PAGE EXTRACT
════
From the difference between this account and Spar-
that once at a hunting match he saw the point of a rhinoceros's horn broken off by a musket-shot; the consequence of which was, that the creature was for a moment deprived of all appearance of life. Rhizophaena Rhodias.
Rhizophaena Rhodias, on account of the brown dusky colour of the wood. The bark is very brown, smooth, pliant when green, and generally used in the West India islands for tanning of leather. Below this bark lies a cuticle, or skin, which is lighter, thinner, and more tender. The wood is nearly of the same colour as the bark; hard, pliant, and very heavy. It is frequently used for fuel, for which purpose it is said to be remarkably proper: the fires which are made of this wood being both clearer, more ardent and durable than those made of any other materials whatever.—The wood is compact; almost incorruptible; never splinters; is easily worked; and were it not for its enormous weight, would be commodiously employed in almost all kinds of work, as it possesses every property of good timber.
To the roots and branches of mangroves that are immersed in the water, oysters frequently attach themselves; so that wherever this curious plant is found growing on the sea-shore, oyster-fishing is very easy; as in such cases these shell-fish may be literally said to be gathered upon trees.
The red mangle or mangrove grows on the sea-shore, and at the mouth of large rivers; but does not advance, like the former, into the water. It generally rises to the height of 20 or 30 feet, with crooked, knotty branches, which proceed from all parts of the trunk. The bark is slender, of a brown colour, and, when young, is smooth, and adheres very closely to the wood; but when old, appears quite cracked, and is easily detached from it. Under this bark is a skin as thick as parchment, red, and adhering closely to the wood, from which it cannot be detached till the tree is felled and dry. The wood is hard, compact, heavy, of a deep red, with a very fine grain. The pith or heart of the wood being cut into small pieces, and boiled in water, imparts a very beautiful red to the liquid, which communicates the same colour to wool and linen. The great weight and hardness of the wood prevents it from being generally used. From the fruit of this tree, which, when ripe, is of a violet colour, and resembles some grapes in taste, is prepared an agreeable liquor, much esteemed by the inhabitants of the Caribbee islands.
White mangle, so termed from the colour of its wood, grow, like the two former, upon the banks of rivers, but is seldom found near the sea. The bark is grey; the wood, as we have said, white, and when green, supple; but dries as soon as cut down, and becomes very light and brittle. This species is generally called rope-mangrove, from the use to which the bark is applied by the inhabitants of the West Indies. This bark, which, by reason of the great abundance of sap, is easily detached when green from the wood, is beaten or bruised between two stones, until the hard and woody part is totally separated from that which is soft and tender. This last, which is the true cortical substance, is twisted into ropes of all sizes, which are exceedingly strong, and not apt to rot in the water.
════
STUDY MATERIAL
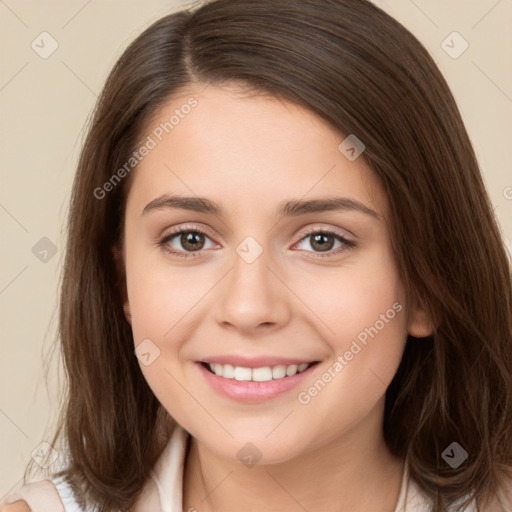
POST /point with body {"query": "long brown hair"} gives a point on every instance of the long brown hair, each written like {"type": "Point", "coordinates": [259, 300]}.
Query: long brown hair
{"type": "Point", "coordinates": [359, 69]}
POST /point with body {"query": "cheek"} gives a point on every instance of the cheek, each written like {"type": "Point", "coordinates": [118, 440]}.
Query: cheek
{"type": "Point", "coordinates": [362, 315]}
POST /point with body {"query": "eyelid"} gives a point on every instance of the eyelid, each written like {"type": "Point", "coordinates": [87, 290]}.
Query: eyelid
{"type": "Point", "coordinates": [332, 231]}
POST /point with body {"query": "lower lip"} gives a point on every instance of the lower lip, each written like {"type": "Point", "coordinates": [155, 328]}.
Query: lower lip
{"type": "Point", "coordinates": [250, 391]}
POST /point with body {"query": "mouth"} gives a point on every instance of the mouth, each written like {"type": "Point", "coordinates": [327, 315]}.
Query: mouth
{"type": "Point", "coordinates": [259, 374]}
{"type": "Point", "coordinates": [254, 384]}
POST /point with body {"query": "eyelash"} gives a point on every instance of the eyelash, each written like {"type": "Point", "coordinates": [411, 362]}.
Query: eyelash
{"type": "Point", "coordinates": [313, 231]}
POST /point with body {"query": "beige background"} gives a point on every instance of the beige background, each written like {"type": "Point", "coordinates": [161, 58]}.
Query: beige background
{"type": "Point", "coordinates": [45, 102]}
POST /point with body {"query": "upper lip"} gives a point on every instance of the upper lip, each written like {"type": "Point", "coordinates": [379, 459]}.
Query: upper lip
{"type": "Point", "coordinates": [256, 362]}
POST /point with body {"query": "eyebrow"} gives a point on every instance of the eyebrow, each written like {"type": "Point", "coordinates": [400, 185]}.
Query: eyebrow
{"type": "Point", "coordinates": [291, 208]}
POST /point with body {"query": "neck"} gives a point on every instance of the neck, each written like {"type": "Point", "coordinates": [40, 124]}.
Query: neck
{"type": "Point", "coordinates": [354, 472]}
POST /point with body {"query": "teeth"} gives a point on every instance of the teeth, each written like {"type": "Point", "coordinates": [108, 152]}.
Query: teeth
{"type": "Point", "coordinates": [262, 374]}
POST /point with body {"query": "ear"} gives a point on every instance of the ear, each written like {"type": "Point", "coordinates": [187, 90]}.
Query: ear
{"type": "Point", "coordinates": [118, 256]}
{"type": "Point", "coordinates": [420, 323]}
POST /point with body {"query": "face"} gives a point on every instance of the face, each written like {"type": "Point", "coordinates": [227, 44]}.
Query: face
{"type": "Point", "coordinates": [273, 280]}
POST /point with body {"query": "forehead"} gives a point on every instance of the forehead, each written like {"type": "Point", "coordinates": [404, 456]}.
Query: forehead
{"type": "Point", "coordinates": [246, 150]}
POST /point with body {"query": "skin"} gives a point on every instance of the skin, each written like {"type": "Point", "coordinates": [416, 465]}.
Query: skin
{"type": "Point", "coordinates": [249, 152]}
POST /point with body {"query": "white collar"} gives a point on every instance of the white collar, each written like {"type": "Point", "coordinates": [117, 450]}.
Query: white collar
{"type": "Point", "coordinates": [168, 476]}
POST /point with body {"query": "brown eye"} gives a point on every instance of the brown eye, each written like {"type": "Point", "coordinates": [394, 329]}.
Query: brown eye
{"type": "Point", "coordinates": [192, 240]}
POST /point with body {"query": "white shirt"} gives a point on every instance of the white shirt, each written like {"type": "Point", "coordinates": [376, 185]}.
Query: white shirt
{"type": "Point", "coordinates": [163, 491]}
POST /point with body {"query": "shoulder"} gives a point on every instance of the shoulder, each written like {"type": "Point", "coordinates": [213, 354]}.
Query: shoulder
════
WORK TO BE COMPLETED
Reproduce the part of the mangrove text starting with "White mangle, so" and going on through "in the water.".

RESPONSE TO THIS EXERCISE
White mangle, so termed from the colour of its wood, grow, like the two former, upon the banks of rivers, but is seldom found near the sea. The bark is grey; the wood, as we have said, white, and when green, supple; but dries as soon as cut down, and becomes very light and brittle. This species is generally called rope-mangrove, from the use to which the bark is applied by the inhabitants of the West Indies. This bark, which, by reason of the great abundance of sap, is easily detached when green from the wood, is beaten or bruised between two stones, until the hard and woody part is totally separated from that which is soft and tender. This last, which is the true cortical substance, is twisted into ropes of all sizes, which are exceedingly strong, and not apt to rot in the water.